**Your goal:**
Write out nothing except the lines running from the one containing "Return one point per instance of the turtle" to the last line of the data, exactly as they stand.

________________________

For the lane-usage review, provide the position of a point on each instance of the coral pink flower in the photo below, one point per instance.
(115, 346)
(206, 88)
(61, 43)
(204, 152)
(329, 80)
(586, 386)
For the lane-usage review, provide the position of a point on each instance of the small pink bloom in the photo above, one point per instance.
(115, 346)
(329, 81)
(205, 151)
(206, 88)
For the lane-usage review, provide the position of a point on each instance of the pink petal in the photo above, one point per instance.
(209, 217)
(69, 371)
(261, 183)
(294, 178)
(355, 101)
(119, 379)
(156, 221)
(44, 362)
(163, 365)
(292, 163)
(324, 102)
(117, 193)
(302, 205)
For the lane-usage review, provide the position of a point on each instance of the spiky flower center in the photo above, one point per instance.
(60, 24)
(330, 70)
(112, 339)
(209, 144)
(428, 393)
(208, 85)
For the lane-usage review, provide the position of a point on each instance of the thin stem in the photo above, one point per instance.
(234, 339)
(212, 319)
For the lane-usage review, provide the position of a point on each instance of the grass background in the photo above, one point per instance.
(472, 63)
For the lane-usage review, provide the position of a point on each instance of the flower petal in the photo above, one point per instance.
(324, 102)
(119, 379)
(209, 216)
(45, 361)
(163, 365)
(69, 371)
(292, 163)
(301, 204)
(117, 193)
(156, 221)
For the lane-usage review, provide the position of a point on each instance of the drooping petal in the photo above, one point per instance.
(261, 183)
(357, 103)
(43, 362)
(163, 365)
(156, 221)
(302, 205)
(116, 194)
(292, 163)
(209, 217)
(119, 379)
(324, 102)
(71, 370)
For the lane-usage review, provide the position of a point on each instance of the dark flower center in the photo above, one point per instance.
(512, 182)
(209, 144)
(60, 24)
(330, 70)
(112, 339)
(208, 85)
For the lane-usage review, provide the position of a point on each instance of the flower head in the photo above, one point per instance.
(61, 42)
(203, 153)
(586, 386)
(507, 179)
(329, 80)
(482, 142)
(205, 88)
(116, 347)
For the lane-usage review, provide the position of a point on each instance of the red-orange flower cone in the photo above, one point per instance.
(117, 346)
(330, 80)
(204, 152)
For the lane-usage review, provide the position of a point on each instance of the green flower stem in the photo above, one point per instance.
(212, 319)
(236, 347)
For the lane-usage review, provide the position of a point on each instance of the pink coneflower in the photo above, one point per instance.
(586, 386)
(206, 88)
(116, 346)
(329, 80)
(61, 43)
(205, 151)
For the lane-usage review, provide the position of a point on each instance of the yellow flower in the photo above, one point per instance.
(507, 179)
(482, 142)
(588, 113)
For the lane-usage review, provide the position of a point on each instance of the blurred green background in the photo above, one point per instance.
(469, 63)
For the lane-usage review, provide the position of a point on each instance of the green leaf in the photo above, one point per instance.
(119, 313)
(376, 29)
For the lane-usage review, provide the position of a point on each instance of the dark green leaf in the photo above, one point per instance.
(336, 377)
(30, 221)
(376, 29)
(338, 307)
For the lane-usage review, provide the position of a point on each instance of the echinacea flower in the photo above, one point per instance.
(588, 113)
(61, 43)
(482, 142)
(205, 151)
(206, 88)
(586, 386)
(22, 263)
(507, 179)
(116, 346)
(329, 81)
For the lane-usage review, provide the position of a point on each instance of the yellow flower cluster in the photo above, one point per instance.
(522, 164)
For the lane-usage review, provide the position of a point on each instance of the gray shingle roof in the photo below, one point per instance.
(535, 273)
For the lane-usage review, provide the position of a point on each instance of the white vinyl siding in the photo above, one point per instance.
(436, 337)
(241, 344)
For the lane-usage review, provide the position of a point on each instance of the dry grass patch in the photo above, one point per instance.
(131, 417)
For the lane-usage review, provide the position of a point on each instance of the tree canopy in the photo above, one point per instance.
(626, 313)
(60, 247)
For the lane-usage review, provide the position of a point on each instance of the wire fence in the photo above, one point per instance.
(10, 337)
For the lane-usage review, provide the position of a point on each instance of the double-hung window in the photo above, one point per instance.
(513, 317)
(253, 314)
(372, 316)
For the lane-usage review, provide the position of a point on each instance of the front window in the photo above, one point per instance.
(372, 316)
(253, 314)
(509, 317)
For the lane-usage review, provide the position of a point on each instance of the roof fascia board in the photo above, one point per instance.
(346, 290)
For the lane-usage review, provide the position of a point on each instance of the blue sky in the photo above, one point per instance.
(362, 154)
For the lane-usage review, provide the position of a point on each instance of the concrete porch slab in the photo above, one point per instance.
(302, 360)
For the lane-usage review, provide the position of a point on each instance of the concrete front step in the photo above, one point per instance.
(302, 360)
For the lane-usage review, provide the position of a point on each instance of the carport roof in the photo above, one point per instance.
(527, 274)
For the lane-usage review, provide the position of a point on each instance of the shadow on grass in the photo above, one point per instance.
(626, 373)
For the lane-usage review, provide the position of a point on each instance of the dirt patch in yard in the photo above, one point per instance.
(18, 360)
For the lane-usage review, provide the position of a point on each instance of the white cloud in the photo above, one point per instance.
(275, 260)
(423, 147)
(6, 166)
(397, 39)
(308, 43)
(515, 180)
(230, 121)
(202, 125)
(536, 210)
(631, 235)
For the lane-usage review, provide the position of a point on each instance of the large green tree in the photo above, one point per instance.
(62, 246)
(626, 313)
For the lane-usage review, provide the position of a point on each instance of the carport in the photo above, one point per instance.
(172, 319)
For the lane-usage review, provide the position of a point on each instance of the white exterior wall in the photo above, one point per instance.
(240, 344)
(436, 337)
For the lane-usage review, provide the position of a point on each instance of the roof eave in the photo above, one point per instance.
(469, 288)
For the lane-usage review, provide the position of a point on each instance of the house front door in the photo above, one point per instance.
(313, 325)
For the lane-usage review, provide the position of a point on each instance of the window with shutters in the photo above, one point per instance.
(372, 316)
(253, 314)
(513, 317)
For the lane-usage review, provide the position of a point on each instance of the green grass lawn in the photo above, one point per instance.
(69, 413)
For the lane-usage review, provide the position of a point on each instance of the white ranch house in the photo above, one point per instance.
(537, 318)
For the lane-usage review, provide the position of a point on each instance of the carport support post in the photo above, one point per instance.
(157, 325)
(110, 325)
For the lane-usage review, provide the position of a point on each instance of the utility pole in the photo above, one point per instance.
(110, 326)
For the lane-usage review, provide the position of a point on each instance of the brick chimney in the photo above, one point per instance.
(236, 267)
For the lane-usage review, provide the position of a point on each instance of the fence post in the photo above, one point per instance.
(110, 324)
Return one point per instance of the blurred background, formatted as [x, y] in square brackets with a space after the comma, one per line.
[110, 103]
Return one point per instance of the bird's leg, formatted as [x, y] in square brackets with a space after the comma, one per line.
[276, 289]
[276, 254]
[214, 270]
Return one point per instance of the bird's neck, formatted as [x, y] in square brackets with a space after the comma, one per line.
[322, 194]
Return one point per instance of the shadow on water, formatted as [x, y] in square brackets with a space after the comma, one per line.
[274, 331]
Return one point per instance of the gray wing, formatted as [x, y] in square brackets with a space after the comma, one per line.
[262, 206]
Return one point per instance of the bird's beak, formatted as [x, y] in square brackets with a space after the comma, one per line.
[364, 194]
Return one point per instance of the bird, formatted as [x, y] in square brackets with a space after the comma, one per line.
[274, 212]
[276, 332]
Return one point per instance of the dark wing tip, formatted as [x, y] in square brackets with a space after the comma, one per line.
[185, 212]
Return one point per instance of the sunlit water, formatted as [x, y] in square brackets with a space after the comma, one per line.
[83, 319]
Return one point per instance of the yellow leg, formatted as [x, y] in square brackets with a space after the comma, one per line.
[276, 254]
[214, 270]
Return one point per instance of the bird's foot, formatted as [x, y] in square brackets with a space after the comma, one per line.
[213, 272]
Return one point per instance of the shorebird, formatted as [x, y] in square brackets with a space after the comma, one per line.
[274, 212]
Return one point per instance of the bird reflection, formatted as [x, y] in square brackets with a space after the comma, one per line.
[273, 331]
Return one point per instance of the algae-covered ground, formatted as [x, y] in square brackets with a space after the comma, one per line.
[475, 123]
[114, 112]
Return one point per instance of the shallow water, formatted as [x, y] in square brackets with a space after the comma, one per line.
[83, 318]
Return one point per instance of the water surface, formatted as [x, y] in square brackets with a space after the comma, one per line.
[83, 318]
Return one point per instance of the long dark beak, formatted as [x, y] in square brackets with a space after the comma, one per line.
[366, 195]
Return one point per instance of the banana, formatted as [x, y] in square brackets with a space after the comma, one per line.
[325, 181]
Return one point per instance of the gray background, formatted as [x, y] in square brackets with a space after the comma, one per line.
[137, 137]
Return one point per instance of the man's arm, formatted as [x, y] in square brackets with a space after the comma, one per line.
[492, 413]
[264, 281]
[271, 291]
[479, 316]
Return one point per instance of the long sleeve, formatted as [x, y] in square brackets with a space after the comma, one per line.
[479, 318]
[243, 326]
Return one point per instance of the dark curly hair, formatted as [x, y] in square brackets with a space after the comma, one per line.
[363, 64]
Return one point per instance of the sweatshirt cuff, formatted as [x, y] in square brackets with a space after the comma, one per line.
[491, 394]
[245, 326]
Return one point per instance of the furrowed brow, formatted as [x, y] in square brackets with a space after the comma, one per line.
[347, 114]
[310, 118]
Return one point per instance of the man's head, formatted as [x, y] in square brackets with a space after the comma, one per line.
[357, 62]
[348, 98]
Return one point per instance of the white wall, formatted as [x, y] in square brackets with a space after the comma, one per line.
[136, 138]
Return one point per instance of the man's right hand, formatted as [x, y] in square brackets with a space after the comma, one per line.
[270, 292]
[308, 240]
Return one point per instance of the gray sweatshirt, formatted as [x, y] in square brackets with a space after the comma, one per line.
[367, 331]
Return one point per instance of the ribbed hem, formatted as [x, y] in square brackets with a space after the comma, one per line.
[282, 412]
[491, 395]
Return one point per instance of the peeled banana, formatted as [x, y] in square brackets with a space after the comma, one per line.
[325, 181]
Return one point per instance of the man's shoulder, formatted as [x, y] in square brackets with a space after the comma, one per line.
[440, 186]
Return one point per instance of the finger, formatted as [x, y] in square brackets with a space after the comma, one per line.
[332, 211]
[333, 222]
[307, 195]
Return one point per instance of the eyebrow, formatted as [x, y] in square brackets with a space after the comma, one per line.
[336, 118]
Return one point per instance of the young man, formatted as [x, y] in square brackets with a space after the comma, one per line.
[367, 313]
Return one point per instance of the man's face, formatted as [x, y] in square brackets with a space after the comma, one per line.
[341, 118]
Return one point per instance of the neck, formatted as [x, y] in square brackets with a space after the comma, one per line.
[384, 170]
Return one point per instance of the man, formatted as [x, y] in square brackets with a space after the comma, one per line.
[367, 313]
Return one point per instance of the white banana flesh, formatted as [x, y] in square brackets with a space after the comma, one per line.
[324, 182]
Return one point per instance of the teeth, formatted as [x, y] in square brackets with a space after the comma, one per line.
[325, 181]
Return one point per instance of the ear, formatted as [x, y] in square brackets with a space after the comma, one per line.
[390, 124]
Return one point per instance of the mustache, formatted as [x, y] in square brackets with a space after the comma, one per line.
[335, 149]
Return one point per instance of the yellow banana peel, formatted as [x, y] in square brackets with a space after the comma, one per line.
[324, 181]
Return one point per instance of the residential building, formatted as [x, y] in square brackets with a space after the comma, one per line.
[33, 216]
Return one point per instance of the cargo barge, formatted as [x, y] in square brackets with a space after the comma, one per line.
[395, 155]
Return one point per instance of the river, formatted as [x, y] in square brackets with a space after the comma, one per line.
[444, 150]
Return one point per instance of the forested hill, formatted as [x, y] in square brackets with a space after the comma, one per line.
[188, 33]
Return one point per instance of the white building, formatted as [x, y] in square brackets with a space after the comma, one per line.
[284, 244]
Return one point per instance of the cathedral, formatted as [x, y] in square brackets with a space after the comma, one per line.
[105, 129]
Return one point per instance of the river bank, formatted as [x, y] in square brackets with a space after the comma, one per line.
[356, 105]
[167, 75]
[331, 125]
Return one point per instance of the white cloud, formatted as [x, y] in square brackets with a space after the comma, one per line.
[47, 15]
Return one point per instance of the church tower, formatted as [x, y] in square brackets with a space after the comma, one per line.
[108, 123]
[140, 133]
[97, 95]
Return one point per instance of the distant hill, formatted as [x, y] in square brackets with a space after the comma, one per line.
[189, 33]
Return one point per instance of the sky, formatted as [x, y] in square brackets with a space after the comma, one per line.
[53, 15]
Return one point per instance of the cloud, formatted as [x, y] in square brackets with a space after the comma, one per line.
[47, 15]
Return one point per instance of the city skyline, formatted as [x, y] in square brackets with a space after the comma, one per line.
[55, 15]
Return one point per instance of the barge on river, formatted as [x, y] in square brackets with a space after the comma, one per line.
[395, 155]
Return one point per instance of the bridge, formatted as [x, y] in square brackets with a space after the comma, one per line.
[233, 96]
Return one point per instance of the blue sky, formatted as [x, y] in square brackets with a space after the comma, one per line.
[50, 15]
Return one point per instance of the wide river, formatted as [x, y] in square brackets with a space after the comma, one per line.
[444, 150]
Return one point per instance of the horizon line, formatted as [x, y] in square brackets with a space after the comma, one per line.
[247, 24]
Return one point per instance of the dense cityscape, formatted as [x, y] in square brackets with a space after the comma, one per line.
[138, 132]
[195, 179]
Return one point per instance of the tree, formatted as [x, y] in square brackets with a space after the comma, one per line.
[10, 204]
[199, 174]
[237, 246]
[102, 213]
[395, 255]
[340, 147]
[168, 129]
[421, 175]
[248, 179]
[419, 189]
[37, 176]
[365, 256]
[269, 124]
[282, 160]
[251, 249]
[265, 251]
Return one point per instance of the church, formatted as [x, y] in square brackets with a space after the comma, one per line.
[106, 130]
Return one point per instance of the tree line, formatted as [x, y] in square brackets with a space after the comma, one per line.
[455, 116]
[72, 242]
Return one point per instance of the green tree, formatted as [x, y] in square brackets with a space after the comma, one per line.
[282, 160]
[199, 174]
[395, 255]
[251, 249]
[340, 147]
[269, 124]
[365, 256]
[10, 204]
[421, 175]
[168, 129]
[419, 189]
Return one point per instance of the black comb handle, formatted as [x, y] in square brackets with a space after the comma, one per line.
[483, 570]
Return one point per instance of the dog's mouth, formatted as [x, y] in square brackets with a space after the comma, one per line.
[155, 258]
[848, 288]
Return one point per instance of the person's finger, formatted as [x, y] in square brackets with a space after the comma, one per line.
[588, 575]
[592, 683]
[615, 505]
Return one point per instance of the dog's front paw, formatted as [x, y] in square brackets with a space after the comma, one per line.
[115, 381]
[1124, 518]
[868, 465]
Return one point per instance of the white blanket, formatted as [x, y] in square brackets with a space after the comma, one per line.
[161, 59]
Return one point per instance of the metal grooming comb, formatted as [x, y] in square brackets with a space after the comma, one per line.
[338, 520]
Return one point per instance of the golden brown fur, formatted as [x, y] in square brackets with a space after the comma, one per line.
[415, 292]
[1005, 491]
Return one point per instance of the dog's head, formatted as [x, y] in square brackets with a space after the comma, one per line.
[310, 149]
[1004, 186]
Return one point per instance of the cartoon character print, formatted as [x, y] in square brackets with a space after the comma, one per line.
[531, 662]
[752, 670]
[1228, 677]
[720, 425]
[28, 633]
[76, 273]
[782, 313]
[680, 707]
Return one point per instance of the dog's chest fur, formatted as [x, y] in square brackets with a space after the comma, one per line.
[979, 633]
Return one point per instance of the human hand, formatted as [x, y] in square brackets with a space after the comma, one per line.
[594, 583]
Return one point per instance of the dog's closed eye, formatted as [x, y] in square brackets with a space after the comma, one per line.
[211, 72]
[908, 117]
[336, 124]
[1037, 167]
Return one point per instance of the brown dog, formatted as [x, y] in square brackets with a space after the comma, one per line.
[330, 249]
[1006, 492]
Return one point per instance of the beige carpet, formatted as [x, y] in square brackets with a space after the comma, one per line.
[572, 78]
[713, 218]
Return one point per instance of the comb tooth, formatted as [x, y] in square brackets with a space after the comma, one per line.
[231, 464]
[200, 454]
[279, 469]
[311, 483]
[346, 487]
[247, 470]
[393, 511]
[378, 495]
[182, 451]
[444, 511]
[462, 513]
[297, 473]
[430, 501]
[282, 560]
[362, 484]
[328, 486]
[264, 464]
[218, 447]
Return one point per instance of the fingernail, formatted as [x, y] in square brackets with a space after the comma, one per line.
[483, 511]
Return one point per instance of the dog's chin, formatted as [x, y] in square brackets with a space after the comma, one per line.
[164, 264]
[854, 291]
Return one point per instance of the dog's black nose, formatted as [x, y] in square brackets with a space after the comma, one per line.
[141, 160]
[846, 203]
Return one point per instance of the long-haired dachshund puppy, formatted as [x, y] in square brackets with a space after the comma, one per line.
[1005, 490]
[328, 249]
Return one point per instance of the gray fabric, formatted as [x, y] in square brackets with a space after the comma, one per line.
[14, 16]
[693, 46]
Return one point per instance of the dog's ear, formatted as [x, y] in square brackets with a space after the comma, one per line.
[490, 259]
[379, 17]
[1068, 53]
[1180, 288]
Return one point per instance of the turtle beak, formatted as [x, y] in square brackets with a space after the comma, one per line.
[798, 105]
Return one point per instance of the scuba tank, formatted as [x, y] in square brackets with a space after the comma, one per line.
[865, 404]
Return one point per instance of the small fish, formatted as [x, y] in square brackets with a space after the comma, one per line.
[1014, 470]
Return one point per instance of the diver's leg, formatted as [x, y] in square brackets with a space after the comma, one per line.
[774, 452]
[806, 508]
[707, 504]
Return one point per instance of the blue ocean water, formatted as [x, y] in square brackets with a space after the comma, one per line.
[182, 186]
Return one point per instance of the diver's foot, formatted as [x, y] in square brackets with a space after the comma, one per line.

________________________

**Completed task:**
Return one point per instance of the turtle beak, formatted as [x, y] in square brackets with a space after the comma, one per line.
[798, 105]
Return one point per instance of the scuba tank, formatted as [x, y] in square brackets with a space after the comma, one per line.
[865, 404]
Return one point per instance of the small fish, formatted as [x, y] in square brackets with a space after the comma, one per line.
[1014, 470]
Return one point per instance of the diver's leg, formatted as [x, y] in square brackets with a space after the comma, one per line.
[774, 452]
[806, 508]
[707, 504]
Return one point per instance of the blue ocean water, formatted as [x, y] in square brackets with a space after the comma, one per line.
[182, 186]
Return one point per instance of the diver's foot, formatted as [x, y] in square brackets with a space after the comma, one per line.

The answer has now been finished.